• _Text block_:
•••••

According to a third aspect of the invention, there is 
provided a method as defined in the appended Claim 4. 

Preferred embodiments of the invention are defined in the 
other appended claims. 

It is thus possible to provide a document creation aid 
which can generate various types of layouts with 
attribute boxes automatically when there are documents 
whose layouts serve as models for the layouts of 
documents to be created, thereby improving document 
creation efficiency. 

In a preferred embodiment, a document serving as a model 
is read and the regions in the read image are identified 
by the layout analysis section when a layout of the 
document is to be specified. For example, the 
circumscribed rectangles of some coupled images included 
in the document are identified, and whether each 
circumscribed rectangle is a character region, a graphic 
region, or an image region is judged by the size, 
position, and the like of the circumscribed rectangle.

•••••

• _Segmentation data_:

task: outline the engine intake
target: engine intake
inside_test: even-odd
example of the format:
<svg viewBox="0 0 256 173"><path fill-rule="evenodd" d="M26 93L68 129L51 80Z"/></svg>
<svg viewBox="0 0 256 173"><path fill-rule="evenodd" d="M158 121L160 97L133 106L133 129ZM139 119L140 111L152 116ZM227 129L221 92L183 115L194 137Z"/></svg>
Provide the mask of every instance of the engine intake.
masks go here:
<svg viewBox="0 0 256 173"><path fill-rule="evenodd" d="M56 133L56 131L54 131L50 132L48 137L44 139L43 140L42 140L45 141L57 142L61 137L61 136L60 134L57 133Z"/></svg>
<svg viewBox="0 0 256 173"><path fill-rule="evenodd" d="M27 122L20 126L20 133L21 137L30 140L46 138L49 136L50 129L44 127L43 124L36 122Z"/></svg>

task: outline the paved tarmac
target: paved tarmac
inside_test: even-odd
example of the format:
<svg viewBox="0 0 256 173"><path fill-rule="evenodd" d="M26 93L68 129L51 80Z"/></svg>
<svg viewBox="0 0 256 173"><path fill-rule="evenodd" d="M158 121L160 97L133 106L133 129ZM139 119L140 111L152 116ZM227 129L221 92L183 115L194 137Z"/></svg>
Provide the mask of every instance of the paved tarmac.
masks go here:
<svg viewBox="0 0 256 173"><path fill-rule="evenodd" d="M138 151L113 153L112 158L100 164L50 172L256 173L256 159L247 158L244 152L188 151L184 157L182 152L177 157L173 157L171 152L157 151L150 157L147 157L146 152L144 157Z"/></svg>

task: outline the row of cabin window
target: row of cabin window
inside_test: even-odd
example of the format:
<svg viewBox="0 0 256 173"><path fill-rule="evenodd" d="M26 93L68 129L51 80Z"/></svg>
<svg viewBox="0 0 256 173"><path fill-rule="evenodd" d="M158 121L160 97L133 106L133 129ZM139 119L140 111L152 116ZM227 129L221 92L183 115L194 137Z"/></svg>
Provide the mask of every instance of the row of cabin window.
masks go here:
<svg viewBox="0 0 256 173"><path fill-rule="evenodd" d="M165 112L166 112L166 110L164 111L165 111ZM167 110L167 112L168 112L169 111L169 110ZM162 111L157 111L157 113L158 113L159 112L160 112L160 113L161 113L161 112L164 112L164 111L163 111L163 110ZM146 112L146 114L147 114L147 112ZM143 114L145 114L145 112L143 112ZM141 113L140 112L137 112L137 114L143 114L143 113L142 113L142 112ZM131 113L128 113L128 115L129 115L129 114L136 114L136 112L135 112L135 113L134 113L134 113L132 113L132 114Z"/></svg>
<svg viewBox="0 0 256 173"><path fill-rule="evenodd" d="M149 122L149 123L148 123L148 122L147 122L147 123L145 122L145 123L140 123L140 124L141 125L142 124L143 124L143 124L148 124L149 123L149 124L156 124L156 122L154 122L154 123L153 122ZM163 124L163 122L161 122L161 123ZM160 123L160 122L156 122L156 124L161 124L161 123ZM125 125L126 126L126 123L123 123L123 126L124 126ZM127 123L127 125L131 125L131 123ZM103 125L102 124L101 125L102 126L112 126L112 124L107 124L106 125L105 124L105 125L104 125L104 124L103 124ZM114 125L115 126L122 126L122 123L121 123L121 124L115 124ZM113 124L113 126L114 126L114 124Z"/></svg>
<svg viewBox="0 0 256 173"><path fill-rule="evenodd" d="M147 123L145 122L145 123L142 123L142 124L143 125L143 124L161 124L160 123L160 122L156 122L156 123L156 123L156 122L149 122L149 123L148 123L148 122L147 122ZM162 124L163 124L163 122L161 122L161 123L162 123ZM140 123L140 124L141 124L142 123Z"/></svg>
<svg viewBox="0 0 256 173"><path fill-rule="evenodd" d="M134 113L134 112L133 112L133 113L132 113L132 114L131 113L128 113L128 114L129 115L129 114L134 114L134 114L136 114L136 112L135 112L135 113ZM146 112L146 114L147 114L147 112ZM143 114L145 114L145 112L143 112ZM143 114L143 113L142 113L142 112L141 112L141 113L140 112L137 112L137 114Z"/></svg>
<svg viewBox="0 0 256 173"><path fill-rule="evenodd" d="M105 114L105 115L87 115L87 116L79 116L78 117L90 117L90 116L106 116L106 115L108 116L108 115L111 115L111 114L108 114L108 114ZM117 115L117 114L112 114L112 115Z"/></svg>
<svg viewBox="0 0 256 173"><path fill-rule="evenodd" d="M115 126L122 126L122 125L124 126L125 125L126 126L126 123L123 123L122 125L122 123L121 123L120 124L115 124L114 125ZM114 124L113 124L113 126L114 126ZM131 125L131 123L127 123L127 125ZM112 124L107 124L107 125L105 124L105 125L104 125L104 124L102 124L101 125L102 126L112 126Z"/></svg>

•••••

• _Exercise description_:
Write out, word for word, the stretch of the document layout passage from "According to a" through "other appended claims.".

• _The reply_:
According to a third aspect of the invention, there is 
provided a method as defined in the appended Claim 4. 

Preferred embodiments of the invention are defined in the 
other appended claims.